(Work to be completed): Write out the data below in full, please. Keep every character as given.

(Exercise materials):
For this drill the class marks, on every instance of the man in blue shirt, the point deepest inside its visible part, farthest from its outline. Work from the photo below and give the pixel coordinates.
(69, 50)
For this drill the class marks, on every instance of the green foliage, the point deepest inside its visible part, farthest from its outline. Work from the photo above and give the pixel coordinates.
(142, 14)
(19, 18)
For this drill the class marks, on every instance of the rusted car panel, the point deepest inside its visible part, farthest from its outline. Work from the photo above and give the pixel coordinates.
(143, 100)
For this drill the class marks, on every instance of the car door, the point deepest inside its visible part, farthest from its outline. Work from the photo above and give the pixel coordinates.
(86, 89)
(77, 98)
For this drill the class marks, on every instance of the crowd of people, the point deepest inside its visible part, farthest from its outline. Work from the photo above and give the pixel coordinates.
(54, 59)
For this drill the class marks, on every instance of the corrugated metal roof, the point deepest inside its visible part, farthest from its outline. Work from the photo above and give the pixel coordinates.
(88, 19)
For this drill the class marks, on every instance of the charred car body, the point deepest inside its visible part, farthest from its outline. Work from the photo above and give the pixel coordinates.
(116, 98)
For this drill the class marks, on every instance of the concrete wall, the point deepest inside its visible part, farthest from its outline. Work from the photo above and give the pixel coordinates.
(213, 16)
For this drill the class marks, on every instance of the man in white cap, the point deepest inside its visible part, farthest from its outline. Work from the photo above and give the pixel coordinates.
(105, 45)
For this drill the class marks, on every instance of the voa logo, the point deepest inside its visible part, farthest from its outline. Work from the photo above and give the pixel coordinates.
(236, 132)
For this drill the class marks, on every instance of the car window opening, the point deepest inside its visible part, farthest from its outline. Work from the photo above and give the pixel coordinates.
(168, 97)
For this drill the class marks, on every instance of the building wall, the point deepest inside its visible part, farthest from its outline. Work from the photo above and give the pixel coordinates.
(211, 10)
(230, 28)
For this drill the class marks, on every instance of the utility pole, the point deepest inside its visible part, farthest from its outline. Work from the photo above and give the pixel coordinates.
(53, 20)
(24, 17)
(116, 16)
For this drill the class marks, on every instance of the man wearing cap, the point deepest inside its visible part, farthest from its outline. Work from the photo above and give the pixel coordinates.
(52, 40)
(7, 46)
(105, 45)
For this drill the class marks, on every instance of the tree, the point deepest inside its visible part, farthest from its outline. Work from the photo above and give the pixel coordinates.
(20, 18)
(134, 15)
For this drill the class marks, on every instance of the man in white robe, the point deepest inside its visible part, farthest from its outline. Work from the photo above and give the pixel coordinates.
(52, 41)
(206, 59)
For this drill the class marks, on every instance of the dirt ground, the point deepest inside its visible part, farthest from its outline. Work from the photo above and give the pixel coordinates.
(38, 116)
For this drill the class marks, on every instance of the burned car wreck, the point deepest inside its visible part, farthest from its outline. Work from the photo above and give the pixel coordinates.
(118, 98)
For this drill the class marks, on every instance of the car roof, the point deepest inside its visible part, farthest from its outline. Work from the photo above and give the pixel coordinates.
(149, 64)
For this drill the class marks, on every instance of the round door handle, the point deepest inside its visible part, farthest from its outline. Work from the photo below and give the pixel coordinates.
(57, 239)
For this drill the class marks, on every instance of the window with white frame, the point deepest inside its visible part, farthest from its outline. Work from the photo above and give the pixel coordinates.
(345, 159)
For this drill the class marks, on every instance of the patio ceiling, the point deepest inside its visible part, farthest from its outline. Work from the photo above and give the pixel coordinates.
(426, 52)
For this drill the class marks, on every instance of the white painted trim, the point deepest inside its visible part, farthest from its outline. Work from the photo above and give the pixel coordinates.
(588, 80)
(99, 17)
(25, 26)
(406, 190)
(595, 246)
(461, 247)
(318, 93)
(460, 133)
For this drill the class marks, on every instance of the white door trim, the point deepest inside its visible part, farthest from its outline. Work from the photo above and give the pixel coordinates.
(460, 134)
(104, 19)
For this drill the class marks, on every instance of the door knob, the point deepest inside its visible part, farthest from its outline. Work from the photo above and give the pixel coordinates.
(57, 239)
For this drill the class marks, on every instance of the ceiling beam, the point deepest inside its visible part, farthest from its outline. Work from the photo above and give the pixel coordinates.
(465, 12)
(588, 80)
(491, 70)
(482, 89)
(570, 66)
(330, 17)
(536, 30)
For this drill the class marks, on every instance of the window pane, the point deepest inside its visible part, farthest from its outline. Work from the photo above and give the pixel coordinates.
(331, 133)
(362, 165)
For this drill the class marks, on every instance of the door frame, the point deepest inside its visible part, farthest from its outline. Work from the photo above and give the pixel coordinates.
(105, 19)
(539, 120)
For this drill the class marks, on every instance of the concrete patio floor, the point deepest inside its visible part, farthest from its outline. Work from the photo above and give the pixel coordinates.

(Solution):
For this drill the class marks, on every instance of the man in blue shirt, the point deepest inside its visible part, farthest from its outline. Work from the photo below and give the pixel coordinates.
(69, 50)
For this drill the class marks, on every instance of the green foliage, the point deepest inside its visible part, farthest from its outline. Work from the photo above and give the pixel coordinates.
(142, 14)
(19, 18)
For this drill the class marks, on every instance of the rusted car panel, the point deepest inside its visible part, farthest from its outline. Work from the photo above and give the pixel coordinates.
(143, 100)
For this drill the class marks, on every instance of the car door, the point deepest inside its visible part, farthest from its outline. Work from the photo above and give the pixel coordinates.
(86, 89)
(77, 98)
For this drill the class marks, on every instance of the crowd of people, the point deepest inside its visible part, farthest from its outline. Work from the photo above and give the pixel coordinates.
(54, 59)
For this drill the class marks, on every instance of the corrugated metal roof, the point deepest inside its visible part, farthest from its outline. Work from the photo above and give the pixel coordinates.
(88, 19)
For this drill the class marks, on every instance of the charred car body, the point deepest inside its visible part, farthest from its outline. Work from the photo above and give the pixel coordinates.
(116, 98)
For this drill the class marks, on every instance of the concrete wall, the point deepest inside its visible part, farthest from its outline. Work from the photo above and give the pixel coordinates.
(213, 16)
For this drill the class marks, on every instance of the man in white cap, the point deepest inside its visible part, farthest from its outline. Work from the photo above and give the pixel coordinates.
(105, 45)
For this drill the class marks, on every instance of the voa logo, the point deepest inside its visible part, farthest from its outline. Work from the photo above and give the pixel coordinates.
(236, 132)
For this drill the class marks, on every instance of the car window opening, the point deepest inside its visible part, farthest from its outline. Work from the photo above and give the pixel coordinates.
(168, 97)
For this drill the class marks, on every instance of the building wall, the point deepest inside its visible part, farthest from its outline. Work from the photo above and give the pixel coordinates.
(211, 10)
(230, 28)
For this drill the class marks, on every instance of the utility pole, the point deepest inside its visible part, farthest from its outline. Work from the photo above and give the pixel coordinates.
(53, 20)
(24, 17)
(116, 16)
For this drill the class marks, on every instance of the man wearing cap, the point deepest inside its visible part, farthest from its outline. Work from the photo above and give the pixel coordinates.
(52, 40)
(7, 46)
(105, 45)
For this drill the class marks, on every instance of the tree, the point deepest inside its visible part, farthest from its outline. Work from the photo above and give the pixel coordinates.
(20, 18)
(134, 15)
For this drill the class marks, on every instance of the man in white robe, the point deepest inside its visible part, farthest from its outline. Work from the photo above and give the pixel coordinates.
(52, 41)
(206, 59)
For this drill the class marks, on every instance of the dirt ground, the point deepest inside its visible part, farthest from its outline. Work from the photo above and give the pixel coordinates.
(38, 116)
For this drill the class marks, on every instance of the burned car wreck, the point deepest inside its visible part, farthest from its outline. Work from the photo above and give the pixel coordinates.
(118, 98)
For this drill the class marks, on every instance of the car roof, the point deepest inside its visible part, farthest from its outline. Work from the photo above and give the pixel coordinates.
(149, 64)
For this drill the class marks, on every instance of the round door handle, the point deepest inside its visible part, farthest from its outline. Work from the photo below and give the pixel coordinates.
(57, 239)
For this drill the class marks, on every instance of the window with white frame, the point deepest inside its visible part, farthest from its outline. Work from the photo above and give the pixel coordinates.
(345, 159)
For this drill the class marks, on every instance of the patio ceiling, the point deepest inside its visible part, farthest from its outline. Work from the photo above and give the pixel coordinates.
(426, 52)
For this drill the class marks, on every instance of the white painted trim, the point deepest inside its visible part, farthest from its outline. Work from the photo above and give the pixel coordinates.
(588, 80)
(99, 17)
(25, 26)
(406, 190)
(595, 246)
(461, 247)
(318, 93)
(460, 133)
For this drill the class marks, on every instance of the white door trim, the point deepest inside its visible part, farthest from its outline. Work from the photo above and give the pixel coordinates.
(460, 134)
(104, 19)
For this drill the class marks, on every instance of the door knob, the point deepest inside its visible part, farthest from its outline. Work from the photo above and give the pixel coordinates.
(57, 239)
For this drill the class marks, on every instance of the ceiling beam, the point deepest inside its visible part, farthest from its outline. Work from the photo above and give the pixel coordinates.
(465, 12)
(588, 80)
(491, 70)
(482, 89)
(570, 66)
(330, 17)
(536, 30)
For this drill the class marks, on every instance of the window pane, the point deepest inside its visible part, farthest from its outline. Work from the photo above and give the pixel coordinates.
(331, 133)
(362, 165)
For this drill the class marks, on every instance of the door frame, the point deepest inside its visible part, farthest from its outline. Work from the photo above and give the pixel coordinates.
(105, 19)
(539, 120)
For this drill the class marks, on every instance of the concrete patio floor, the point deepest inside its visible part, farthest from its outline. Work from the photo above and give the pixel coordinates.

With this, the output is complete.